**本文**.
------------

[yukicoder] No. 848 なかよし旅行

2019年7月13日

問題

方針

解説を見ても良く分かりませんでした。

似たような問題で、CSA の良問があります。

コード

#include <bits/stdc++.h>
using namespace std;
typedef long long ll;
int N, M, P, Q, T;
static const ll INF = 100000000000000;
 
struct Node {
  int id;
  ll cost;
  Node() {}
  Node(int id, ll cost) : id(id), cost(cost){}
  bool operator< (const Node& node) const {
    return node.cost < cost;
  } 
};

// N: 頂点数, E: 辺の数, d: 距離 を格納する配列, 
// t: 始点, flag: true なら　無向辺, false なら 有向辺
void dijkstra(int N, int E, ll d[], int t, int from[], int to[], ll cost[], bool flag) {
  static const int WHITE = 0;
  static const int GRAY = 1;
  static const int BLACK = 2;
  
  int color[N];
  vector<Node> adj[N];
  for (int i = 0; i < N; i++) {
    d[i] = INF;
    color[i] = WHITE;
  }
  // 隣接リストの作成
  for (int i = 0; i < E; i++) {
    adj[from[i]].push_back(Node(to[i], cost[i]));
    if (flag) adj[to[i]].push_back(Node(from[i], cost[i]));
  }
  priority_queue<Node> pq;
  d[t] = 0;
  pq.push(Node(t, 0));
  while (!pq.empty()) {
    Node f = pq.top();
    pq.pop();
    int u = f.id;
    color[u] = BLACK;
    if (d[u] < f.cost) continue;
    for (int j = 0; j < adj[u].size(); j++) {
      int v = adj[u][j].id;
      if (color[v] == BLACK) continue;
      if (d[v] > d[u] + adj[u][j].cost) {
        d[v] = d[u] + adj[u][j].cost;
        pq.push(Node(v, d[v]));
        color[v] = GRAY;
      }
    }
  }
}

int main() {
  
  cin >> N >> M >> P >> Q >> T;
  int a[M], b[M];
  ll c[M];
  for (int i = 0; i < M; i++) {
    cin >> a[i] >> b[i] >> c[i];
    a[i]--;
    b[i]--;
  }
  P--;
  Q--;
  ll d[N], dP[N], dQ[N];
  dijkstra(N, M, d, 0, a, b, c, true);
  dijkstra(N, M, dP, P, a, b, c, true);
  dijkstra(N, M, dQ, Q, a, b, c, true);

  if (d[P] * 2 > T || d[Q] * 2 > T) {
    cout << "-1\n";
    return 0;
  }
  if (d[P] + dP[Q] + dQ[0] <= T) {
    cout << T << "\n";
    return 0;
  }
  ll ans = 0;
  for (int i = 0; i < N; i++) {
    for (int j = 0; j < N; j++) {
      if (d[i] + dP[i] + dP[j] + d[j] > T) continue;
      if (d[i] + dQ[i] + dQ[j] + d[j] > T) continue;
      ans = max(ans, T - max(dP[i] + dP[j], dQ[i] + dQ[j]));
    }
  }
  cout << ans << "\n";
  return 0;
}

------------

**項目一覧**.
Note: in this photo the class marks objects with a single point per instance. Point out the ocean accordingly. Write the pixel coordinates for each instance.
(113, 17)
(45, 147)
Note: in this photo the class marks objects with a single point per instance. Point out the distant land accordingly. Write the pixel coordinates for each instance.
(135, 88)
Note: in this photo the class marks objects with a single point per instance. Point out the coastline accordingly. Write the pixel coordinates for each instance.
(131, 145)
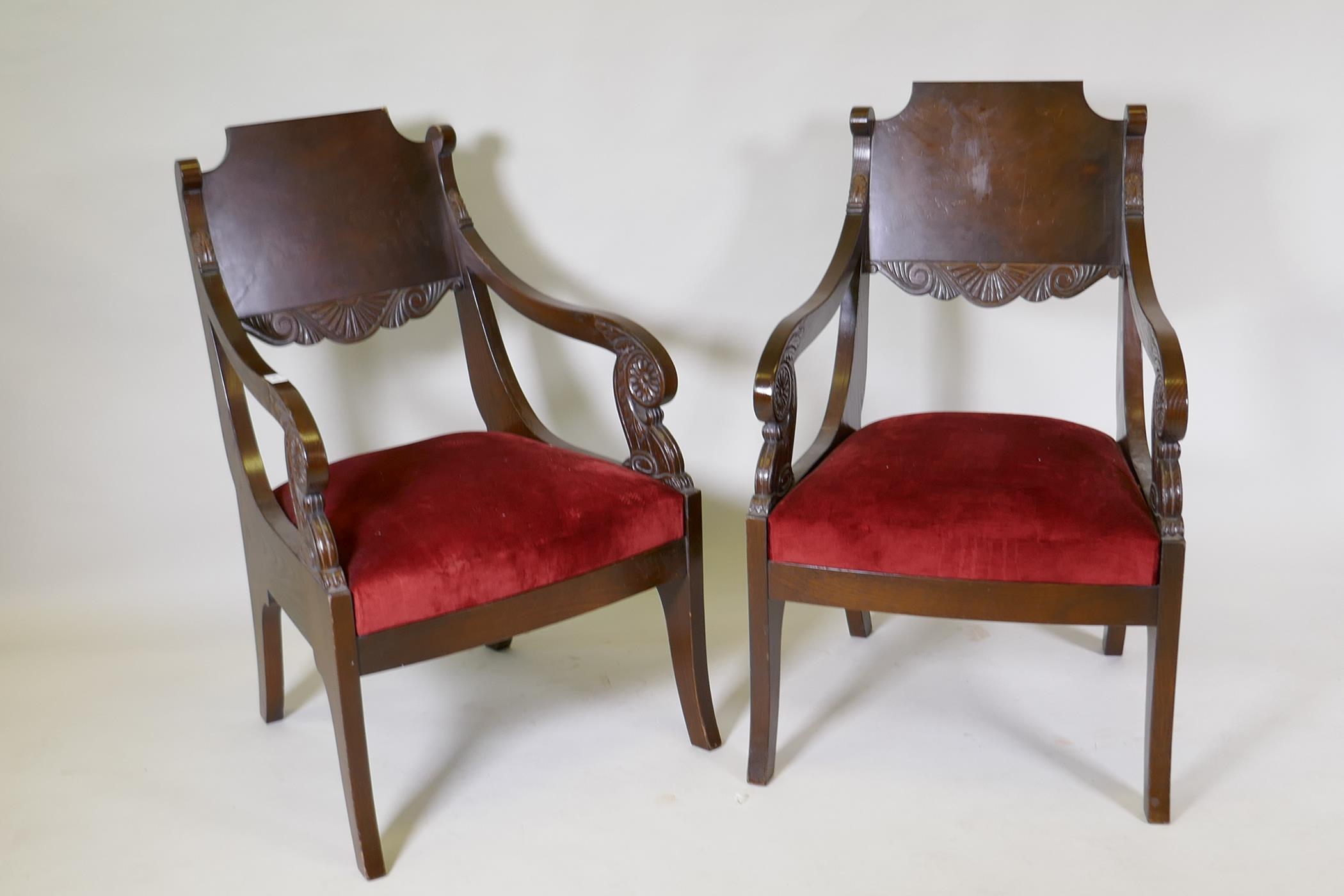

------------

**必要な作業**.
(a) 本文のdijkstra関数で、flagがtrueのとき辺はどのように扱われますか？
(b) 項目一覧の全項目について、「photo」を「image」に置き換え、ほかは変えずに書き直してください。画像は答えに含めないでください。

**課題別の結果**.
(a) 無向辺として扱われます。

(b)
Note: in this image the class marks objects with a single point per instance. Point out the ocean accordingly. Write the pixel coordinates for each instance.
(113, 17)
(45, 147)
Note: in this image the class marks objects with a single point per instance. Point out the distant land accordingly. Write the pixel coordinates for each instance.
(135, 88)
Note: in this image the class marks objects with a single point per instance. Point out the coastline accordingly. Write the pixel coordinates for each instance.
(131, 145)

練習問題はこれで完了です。